> [Given request] Report every line of the entries that contains the string "hull", copying each such line in full.

> [Data shown]

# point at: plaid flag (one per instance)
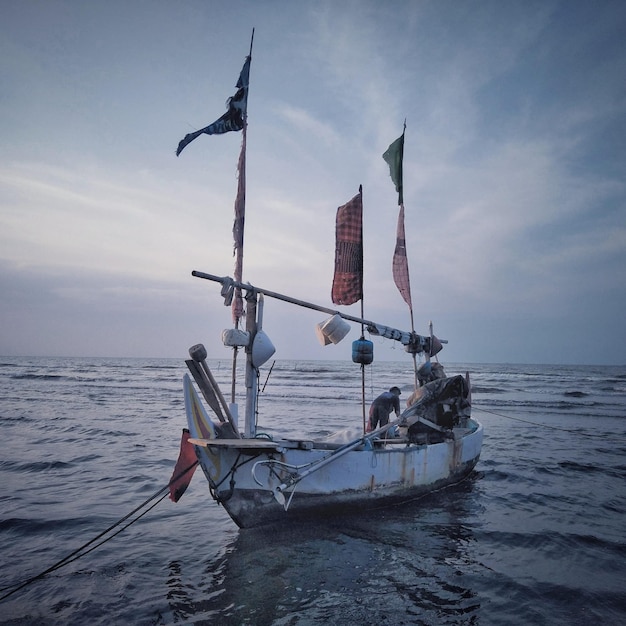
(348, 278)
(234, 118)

* * *

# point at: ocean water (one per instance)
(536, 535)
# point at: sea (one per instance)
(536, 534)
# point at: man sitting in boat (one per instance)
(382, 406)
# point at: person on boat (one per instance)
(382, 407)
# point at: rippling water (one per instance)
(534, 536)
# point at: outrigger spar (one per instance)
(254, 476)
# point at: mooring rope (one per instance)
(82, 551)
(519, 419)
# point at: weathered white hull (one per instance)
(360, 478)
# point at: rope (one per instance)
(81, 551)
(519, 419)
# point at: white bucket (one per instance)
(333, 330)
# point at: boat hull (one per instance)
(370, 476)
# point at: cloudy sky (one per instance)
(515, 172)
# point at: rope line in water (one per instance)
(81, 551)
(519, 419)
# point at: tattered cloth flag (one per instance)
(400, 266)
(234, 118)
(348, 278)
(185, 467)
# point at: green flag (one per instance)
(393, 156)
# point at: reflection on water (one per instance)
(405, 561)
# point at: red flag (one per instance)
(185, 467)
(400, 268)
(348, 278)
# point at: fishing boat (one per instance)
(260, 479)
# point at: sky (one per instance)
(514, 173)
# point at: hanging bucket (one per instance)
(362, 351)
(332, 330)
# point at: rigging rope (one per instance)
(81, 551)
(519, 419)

> [Solved exercise]
# point at: weathered white hull (one per instance)
# point at: boat hull (one per instance)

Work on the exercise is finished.